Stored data

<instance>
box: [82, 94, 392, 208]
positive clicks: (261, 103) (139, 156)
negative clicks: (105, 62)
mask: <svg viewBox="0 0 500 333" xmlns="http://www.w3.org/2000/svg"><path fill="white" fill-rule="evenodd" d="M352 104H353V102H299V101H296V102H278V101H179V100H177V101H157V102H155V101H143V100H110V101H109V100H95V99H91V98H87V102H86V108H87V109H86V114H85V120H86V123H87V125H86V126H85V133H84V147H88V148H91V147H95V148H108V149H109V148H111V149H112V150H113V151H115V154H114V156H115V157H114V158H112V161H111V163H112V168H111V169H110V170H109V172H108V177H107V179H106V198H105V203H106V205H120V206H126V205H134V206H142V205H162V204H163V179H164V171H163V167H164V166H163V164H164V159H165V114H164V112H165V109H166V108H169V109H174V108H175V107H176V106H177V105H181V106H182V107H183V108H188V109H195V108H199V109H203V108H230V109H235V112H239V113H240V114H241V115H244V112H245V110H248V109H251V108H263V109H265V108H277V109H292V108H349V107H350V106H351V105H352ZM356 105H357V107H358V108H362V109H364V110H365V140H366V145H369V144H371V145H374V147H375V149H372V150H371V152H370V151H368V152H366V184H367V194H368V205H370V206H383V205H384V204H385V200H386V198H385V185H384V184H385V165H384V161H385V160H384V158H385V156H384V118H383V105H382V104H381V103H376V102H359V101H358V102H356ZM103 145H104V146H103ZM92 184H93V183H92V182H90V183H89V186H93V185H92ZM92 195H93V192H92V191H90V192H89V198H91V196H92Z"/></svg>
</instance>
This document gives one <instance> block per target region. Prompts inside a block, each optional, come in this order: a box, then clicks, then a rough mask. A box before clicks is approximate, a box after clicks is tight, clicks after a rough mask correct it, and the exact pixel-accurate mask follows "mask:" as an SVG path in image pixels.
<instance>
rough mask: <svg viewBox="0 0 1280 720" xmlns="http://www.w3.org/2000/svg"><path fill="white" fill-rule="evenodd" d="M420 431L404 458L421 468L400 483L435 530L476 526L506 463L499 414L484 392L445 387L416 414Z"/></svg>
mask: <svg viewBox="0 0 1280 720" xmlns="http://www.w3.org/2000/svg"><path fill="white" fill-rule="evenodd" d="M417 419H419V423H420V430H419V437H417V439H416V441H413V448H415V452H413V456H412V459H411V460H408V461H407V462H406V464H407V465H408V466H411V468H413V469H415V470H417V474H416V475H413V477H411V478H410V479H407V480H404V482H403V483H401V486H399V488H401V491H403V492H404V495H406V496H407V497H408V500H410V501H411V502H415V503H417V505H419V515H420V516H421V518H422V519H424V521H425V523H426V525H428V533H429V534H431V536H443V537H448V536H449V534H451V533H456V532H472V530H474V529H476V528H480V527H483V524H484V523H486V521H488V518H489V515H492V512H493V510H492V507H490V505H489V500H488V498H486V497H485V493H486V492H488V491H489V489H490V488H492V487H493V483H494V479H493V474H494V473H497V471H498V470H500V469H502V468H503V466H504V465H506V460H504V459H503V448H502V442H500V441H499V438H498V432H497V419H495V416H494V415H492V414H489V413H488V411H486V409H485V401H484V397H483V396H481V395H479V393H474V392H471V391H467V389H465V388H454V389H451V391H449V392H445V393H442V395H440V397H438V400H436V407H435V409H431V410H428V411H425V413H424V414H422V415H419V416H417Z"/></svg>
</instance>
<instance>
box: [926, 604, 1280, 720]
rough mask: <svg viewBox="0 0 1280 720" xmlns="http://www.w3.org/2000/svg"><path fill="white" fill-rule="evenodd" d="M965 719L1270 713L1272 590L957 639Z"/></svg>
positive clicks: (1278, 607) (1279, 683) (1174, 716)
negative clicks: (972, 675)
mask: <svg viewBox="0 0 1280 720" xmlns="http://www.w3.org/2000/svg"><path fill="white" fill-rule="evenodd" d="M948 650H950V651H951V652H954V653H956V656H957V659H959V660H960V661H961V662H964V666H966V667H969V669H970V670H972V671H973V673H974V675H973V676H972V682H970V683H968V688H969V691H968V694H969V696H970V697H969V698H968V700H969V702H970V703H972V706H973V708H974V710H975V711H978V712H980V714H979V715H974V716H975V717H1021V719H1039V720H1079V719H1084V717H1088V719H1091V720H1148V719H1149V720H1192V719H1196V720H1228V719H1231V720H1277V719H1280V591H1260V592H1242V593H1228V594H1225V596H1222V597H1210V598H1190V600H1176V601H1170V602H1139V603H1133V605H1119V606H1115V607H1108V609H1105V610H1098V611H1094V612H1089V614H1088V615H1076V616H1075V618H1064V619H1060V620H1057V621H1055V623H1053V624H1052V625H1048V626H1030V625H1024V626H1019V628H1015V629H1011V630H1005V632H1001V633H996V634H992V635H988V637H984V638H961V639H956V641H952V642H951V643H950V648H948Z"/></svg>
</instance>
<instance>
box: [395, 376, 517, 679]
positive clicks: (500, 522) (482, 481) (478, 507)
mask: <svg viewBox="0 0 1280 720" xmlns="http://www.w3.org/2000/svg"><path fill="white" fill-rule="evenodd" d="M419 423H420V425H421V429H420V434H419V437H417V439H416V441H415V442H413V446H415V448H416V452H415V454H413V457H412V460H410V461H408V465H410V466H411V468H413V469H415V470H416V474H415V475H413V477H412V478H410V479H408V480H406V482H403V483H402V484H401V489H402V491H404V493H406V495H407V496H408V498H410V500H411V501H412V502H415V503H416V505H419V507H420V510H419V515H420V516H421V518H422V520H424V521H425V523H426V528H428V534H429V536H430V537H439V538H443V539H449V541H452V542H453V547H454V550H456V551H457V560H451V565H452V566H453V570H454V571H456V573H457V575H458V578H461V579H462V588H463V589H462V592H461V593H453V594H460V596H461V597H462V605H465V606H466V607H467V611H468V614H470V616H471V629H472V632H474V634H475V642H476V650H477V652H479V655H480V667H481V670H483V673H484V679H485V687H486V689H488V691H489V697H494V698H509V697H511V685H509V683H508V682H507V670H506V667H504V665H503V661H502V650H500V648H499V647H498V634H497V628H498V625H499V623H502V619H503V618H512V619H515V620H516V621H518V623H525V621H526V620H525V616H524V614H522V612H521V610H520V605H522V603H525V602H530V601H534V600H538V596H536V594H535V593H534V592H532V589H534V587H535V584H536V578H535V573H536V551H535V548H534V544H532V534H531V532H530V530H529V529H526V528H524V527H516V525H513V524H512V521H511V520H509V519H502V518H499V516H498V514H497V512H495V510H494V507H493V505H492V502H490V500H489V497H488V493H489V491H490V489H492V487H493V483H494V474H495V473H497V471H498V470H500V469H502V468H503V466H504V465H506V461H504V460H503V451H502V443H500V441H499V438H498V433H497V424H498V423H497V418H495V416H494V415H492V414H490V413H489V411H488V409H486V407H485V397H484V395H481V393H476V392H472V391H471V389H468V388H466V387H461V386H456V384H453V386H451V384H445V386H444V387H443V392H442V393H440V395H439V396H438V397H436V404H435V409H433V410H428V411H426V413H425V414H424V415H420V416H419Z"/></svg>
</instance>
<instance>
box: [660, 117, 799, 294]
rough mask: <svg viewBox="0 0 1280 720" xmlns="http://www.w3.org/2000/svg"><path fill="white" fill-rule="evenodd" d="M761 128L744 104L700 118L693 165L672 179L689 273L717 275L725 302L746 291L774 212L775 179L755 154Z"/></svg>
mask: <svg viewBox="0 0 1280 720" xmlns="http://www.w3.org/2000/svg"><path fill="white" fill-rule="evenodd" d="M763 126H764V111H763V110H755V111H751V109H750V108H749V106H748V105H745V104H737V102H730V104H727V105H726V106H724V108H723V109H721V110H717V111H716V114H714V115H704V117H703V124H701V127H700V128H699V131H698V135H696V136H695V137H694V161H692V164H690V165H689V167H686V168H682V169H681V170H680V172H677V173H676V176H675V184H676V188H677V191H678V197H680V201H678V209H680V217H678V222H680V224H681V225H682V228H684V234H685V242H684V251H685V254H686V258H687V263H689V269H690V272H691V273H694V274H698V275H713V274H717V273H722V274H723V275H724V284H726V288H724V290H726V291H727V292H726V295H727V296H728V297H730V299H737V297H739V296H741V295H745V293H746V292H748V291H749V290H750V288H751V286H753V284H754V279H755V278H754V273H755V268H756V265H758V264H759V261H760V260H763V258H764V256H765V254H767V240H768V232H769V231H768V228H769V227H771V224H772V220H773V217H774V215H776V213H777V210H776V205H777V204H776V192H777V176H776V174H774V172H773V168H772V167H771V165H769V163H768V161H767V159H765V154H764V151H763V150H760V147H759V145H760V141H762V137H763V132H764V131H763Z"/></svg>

• **What to work on**:
A word-for-word copy of the lines above from the one with "negative clicks: (972, 675)" through the one with "box: [395, 376, 517, 679]", inclusive, is the only output wanted.

• **Answer area**:
negative clicks: (972, 675)
mask: <svg viewBox="0 0 1280 720" xmlns="http://www.w3.org/2000/svg"><path fill="white" fill-rule="evenodd" d="M948 650H950V651H951V652H954V653H956V656H957V659H959V660H960V661H961V662H964V666H966V667H969V669H970V670H972V671H973V673H974V675H973V676H972V682H970V683H968V688H969V691H968V694H969V696H970V697H969V698H968V700H969V702H970V703H972V706H973V708H974V710H975V711H978V712H980V714H979V715H974V716H975V717H1021V719H1039V720H1079V719H1084V717H1088V719H1091V720H1148V719H1149V720H1192V719H1196V720H1228V719H1231V720H1277V719H1280V591H1260V592H1242V593H1228V594H1225V596H1222V597H1210V598H1190V600H1176V601H1170V602H1139V603H1133V605H1119V606H1115V607H1108V609H1105V610H1098V611H1094V612H1089V614H1088V615H1076V616H1075V618H1064V619H1060V620H1057V621H1055V623H1053V624H1052V625H1048V626H1030V625H1024V626H1019V628H1015V629H1011V630H1005V632H1001V633H996V634H992V635H988V637H984V638H961V639H956V641H952V642H951V643H950V648H948Z"/></svg>
</instance>
<instance>
box: [395, 376, 517, 679]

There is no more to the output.